### FRAGMENTO DEL DOCUMENTO

>>>>

EN 2008 VIAJÉ por tercera vez a la India, por seis semanas. Llegué a Mumbai (Bombay) y de allí fui descendiendo al extremo sur, para luego subir hacia Chennai (Madrás) y Kolkata (Calcuta), en la costa oeste y terminar atravesando en dirección al oeste, hacia Delhi, antes de regresar a Montevideo. Fueron miles de kilómetros, todos por tierra, en tren o autobús. Esta vez elegí fotografiar casi exclusivamente en color, lo que creo que fue una decisión acertada. Las presentes fotografías y textos fueron extraídos de mi diario de viaje.

TOMA 1. Tras atravesar media Mumbai llego al llamado "Dobi Ghat", el gran lavadero público, situado en un barrio miserable. Es sábado y ha pasado el mediodía, un mal día y una mala hora para venir. Me temo que no debí hacerle caso al taxista, que seguramente me habría dicho cualquier cosa con tal de cobrarme un viaje a precio de turista. Disparo las cámaras unas cuantas veces y surge de la nada un hombre joven y emprendedor, que me dice que está prohibido fotografiar, primero, y luego, mostrando la hilacha, me pide una suma absurda para permitírmelo. Decido que con tan pocos lavanderos trabajando, no vale la pena quedarse y me voy. Me sigue un trecho, luego desiste. Lo reemplaza otro, aún más joven y con claros signos de sufrir algún retraso mental, que me persigue con insistencia, incluso tras salir a la calle. Le pongo unas monedas en la mano para que se vaya, pero no le parecen suficientes y protesta, así que se las quito y me las guardo de nuevo en el bolsillo. La India no es realmente peligrosa, aunque nunca se sabe; pero estamos cerca de una calle con intenso tránsito y, al haber más gente, aumenta la seguridad. Por fin consigo deshacerme de él. El taxista que me trajo me está esperando y le pido que me lleve de regreso al hotel, pero termino bajándome a medio camino, en el centro, porque aún es temprano y hay buena luz para fotografiar.

<<<<

Entradas de datos extraídas:
>>>>

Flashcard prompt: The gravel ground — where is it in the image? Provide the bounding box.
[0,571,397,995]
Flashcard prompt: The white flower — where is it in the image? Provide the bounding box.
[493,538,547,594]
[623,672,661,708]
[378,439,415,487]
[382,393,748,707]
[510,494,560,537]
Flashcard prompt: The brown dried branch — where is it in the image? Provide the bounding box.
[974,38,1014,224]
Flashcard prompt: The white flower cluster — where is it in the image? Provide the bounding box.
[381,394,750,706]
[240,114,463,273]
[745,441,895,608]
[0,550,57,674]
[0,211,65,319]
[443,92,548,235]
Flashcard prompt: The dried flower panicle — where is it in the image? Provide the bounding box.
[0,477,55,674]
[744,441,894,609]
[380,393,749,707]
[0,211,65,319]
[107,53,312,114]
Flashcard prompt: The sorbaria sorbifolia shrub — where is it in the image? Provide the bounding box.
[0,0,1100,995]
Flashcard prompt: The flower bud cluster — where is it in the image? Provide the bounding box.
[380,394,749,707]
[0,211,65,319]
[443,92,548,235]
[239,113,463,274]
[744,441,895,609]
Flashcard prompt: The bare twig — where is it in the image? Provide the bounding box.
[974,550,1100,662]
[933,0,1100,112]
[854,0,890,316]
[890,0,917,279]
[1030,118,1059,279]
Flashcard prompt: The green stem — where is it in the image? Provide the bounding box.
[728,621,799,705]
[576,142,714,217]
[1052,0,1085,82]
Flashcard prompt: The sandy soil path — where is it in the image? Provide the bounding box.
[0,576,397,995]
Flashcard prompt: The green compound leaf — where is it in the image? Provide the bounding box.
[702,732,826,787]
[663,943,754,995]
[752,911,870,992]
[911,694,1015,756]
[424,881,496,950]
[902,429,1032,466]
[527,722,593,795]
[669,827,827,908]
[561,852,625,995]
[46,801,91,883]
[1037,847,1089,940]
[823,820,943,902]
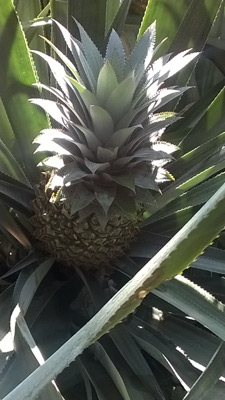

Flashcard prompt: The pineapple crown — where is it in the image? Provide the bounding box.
[31,21,197,223]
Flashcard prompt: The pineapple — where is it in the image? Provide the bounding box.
[31,22,196,268]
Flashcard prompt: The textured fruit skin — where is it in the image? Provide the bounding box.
[31,175,138,269]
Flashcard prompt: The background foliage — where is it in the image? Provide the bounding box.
[0,0,225,400]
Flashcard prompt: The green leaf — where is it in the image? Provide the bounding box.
[76,21,104,80]
[105,0,121,33]
[0,201,31,249]
[0,0,48,180]
[90,105,114,144]
[0,139,31,187]
[129,317,198,390]
[96,60,118,106]
[105,76,136,123]
[91,342,131,400]
[97,147,119,163]
[71,185,95,215]
[4,184,225,400]
[179,84,225,152]
[145,172,225,223]
[105,125,142,147]
[95,187,116,215]
[0,179,34,215]
[138,0,222,54]
[0,259,62,400]
[110,325,164,399]
[105,29,126,82]
[124,22,156,74]
[153,275,225,340]
[184,342,225,400]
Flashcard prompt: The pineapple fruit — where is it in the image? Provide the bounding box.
[31,22,196,268]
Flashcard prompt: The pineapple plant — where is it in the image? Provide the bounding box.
[31,22,196,268]
[0,0,224,400]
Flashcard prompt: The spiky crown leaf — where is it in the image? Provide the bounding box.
[31,21,196,222]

<<<<

### EL EJERCICIO
Indica, por favor, si cada afirmación concuerda con el relato del viaje a la India. Responde sí o no y cita textualmente las palabras del relato que lo deciden.
(a) Todo el recorrido de 2008 se hizo por tierra.
(b) La visita al Dobi Ghat tuvo lugar un domingo por la mañana.
(c) Después del lavadero, el taxi llevó a quien escribe directamente hasta el hotel.
No hace falta consultar el listado.

### SOLUCIÓN
(a) Sí: "Fueron miles de kilómetros, todos por tierra, en tren o autobús."
(b) No: "Es sábado y ha pasado el mediodía"
(c) No: "termino bajándome a medio camino, en el centro, porque aún es temprano y hay buena luz para fotografiar."